◆ Task details ◆
The data that follows should be copied out exactly.

◆ The records ◆
====================
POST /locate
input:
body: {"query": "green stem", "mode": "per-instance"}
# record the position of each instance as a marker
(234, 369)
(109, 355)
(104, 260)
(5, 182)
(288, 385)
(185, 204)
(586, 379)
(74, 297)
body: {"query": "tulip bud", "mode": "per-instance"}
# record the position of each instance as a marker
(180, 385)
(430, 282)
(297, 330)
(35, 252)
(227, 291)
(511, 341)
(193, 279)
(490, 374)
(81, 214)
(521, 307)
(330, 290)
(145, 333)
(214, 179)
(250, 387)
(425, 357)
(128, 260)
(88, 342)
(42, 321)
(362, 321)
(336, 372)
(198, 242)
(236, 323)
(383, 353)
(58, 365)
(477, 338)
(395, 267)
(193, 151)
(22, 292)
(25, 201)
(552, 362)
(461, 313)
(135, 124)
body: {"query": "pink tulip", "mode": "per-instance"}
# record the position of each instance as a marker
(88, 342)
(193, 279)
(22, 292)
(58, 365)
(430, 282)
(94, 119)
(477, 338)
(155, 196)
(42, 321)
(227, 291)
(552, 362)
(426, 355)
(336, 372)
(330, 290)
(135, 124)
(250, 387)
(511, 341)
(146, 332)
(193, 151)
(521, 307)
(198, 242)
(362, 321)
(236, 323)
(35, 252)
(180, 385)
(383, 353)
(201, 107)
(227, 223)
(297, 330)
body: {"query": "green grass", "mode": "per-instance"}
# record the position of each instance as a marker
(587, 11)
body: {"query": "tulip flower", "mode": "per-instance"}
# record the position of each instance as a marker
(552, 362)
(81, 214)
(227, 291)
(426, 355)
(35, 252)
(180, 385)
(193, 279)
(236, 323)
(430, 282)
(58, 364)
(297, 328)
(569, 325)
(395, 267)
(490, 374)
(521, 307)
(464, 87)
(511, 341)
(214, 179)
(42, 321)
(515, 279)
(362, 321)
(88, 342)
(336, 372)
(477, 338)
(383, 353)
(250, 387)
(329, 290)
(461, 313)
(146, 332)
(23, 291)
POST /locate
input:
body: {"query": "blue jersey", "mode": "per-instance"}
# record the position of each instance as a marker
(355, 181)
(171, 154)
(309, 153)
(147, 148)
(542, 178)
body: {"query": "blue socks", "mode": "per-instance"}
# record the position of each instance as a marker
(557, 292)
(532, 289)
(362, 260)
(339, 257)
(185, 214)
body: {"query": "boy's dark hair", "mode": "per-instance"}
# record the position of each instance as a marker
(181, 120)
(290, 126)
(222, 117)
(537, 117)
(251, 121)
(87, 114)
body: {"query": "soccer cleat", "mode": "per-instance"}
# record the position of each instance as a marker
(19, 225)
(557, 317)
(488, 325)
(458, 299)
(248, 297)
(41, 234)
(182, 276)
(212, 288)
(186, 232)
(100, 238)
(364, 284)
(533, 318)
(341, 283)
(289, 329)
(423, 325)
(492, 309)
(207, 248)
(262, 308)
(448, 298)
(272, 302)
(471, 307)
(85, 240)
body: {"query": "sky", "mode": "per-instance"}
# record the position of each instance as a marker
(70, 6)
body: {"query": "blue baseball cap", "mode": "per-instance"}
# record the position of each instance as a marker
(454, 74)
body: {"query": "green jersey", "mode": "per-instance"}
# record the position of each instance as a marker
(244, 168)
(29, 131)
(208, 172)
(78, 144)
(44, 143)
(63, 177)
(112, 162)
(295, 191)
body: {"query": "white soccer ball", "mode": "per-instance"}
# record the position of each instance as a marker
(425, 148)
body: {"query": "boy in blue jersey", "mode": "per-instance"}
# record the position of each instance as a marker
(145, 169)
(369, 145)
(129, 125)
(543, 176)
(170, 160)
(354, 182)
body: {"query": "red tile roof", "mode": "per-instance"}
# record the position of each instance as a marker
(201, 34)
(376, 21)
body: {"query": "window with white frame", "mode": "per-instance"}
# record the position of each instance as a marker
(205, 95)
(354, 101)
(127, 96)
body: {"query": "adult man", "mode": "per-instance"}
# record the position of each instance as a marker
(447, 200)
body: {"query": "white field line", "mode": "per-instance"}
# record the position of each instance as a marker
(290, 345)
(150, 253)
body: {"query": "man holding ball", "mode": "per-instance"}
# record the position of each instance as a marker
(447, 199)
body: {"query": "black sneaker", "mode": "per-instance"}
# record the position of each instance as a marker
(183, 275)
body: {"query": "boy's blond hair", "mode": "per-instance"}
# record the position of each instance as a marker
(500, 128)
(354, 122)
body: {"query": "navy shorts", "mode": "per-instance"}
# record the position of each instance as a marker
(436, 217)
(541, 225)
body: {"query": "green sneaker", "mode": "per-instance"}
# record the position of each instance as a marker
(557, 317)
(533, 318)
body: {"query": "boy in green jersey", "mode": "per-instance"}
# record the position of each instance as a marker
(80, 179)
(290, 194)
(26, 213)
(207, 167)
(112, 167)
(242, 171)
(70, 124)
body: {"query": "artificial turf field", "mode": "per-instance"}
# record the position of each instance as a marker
====================
◆ Solution to this exercise ◆
POST /locate
input:
body: {"query": "green stem", "mode": "per-instance"}
# record the position of each instance as a marker
(234, 369)
(109, 355)
(104, 260)
(5, 182)
(288, 385)
(185, 204)
(586, 379)
(74, 297)
body: {"query": "tulip bud", "mode": "per-instance"}
# record the position of each instance as a marker
(180, 385)
(430, 282)
(297, 330)
(35, 252)
(227, 291)
(511, 341)
(193, 279)
(490, 374)
(81, 214)
(521, 307)
(330, 290)
(145, 333)
(214, 179)
(250, 387)
(425, 357)
(128, 260)
(88, 342)
(42, 321)
(362, 321)
(336, 372)
(198, 242)
(236, 323)
(383, 353)
(58, 365)
(477, 338)
(395, 267)
(193, 151)
(22, 292)
(25, 201)
(552, 362)
(461, 313)
(135, 124)
body: {"query": "pink tulip", "mode": "per-instance"}
# record the position of each instance as a marker
(88, 342)
(193, 279)
(22, 292)
(58, 365)
(430, 282)
(94, 119)
(477, 338)
(155, 196)
(42, 321)
(227, 291)
(552, 362)
(426, 355)
(336, 372)
(330, 290)
(135, 124)
(250, 387)
(511, 341)
(146, 332)
(193, 151)
(521, 307)
(198, 242)
(362, 321)
(236, 323)
(35, 252)
(180, 385)
(383, 353)
(201, 107)
(227, 223)
(297, 330)
body: {"query": "green grass", "mode": "per-instance"}
# record the position of each instance as a marker
(587, 11)
body: {"query": "tulip flower", "mode": "per-instance"}
# record the position of each instance as a marker
(552, 362)
(81, 214)
(227, 291)
(426, 355)
(35, 252)
(180, 385)
(193, 279)
(236, 323)
(430, 282)
(58, 364)
(297, 328)
(569, 325)
(395, 267)
(490, 374)
(521, 307)
(464, 87)
(511, 341)
(214, 179)
(42, 321)
(515, 279)
(362, 321)
(88, 342)
(336, 372)
(477, 338)
(383, 353)
(250, 387)
(329, 290)
(461, 313)
(146, 332)
(23, 291)
POST /locate
input:
body: {"query": "blue jersey", "mode": "per-instance"}
# record the position of each instance as a marker
(355, 181)
(171, 154)
(309, 153)
(147, 148)
(542, 178)
body: {"query": "blue socks", "mode": "per-instance"}
# record the position of each instance as a marker
(557, 292)
(532, 289)
(362, 260)
(339, 257)
(185, 214)
body: {"query": "boy's dark hair", "mode": "per-instance"}
# record the position of each instance as a marker
(181, 120)
(290, 126)
(222, 117)
(537, 117)
(251, 121)
(87, 114)
body: {"query": "soccer cleat", "mode": "per-instance"}
# record the position of each instance as a marker
(19, 225)
(557, 317)
(488, 325)
(458, 299)
(248, 297)
(41, 234)
(182, 276)
(212, 288)
(186, 232)
(100, 238)
(364, 284)
(533, 318)
(341, 283)
(289, 329)
(423, 325)
(492, 309)
(207, 248)
(262, 308)
(448, 298)
(272, 302)
(471, 307)
(85, 240)
body: {"query": "sky", "mode": "per-instance"}
# record the position of each instance as a marker
(70, 6)
body: {"query": "blue baseball cap", "mode": "per-instance"}
# record the position of each instance as a marker
(454, 74)
body: {"query": "green jersey", "mode": "per-instance"}
# record the position of each instance as a marker
(244, 168)
(29, 131)
(208, 172)
(78, 144)
(44, 143)
(63, 177)
(112, 162)
(295, 191)
body: {"query": "white soccer ball", "mode": "per-instance"}
# record the position of each instance as a marker
(425, 148)
body: {"query": "boy in blue jersey", "mode": "per-instance"}
# record the position of each instance as a marker
(145, 169)
(369, 145)
(129, 125)
(543, 176)
(170, 160)
(354, 182)
body: {"query": "red tile roof", "mode": "per-instance"}
# record the position of each instance as a marker
(201, 34)
(376, 21)
body: {"query": "window with white frame", "mode": "per-instance"}
# record the position of each instance as a marker
(205, 95)
(354, 101)
(127, 96)
body: {"query": "adult man", "mode": "per-instance"}
# record the position of each instance as a marker
(447, 200)
body: {"query": "white field line", "mode": "per-instance"}
# record the position of each instance as a marker
(290, 345)
(150, 253)
body: {"query": "man holding ball", "mode": "per-instance"}
# record the position of each instance as a marker
(447, 199)
body: {"query": "black sneaker", "mode": "per-instance"}
# record the position of each instance as a marker
(183, 275)
body: {"query": "boy's blond hair", "mode": "per-instance"}
# record the position of each instance as a marker
(500, 128)
(354, 122)
body: {"query": "navy shorts", "mode": "per-instance"}
# record the position of each instance as a marker
(436, 217)
(541, 225)
body: {"query": "green sneaker", "mode": "per-instance"}
# record the position of each instance as a marker
(557, 317)
(533, 318)
body: {"query": "boy in green jersey", "mode": "per-instance"}
# record the position of each instance as a marker
(80, 179)
(290, 194)
(26, 213)
(207, 167)
(112, 167)
(242, 171)
(70, 124)
body: {"query": "artificial turf field", "mode": "per-instance"}
# record the position of each instance as a marker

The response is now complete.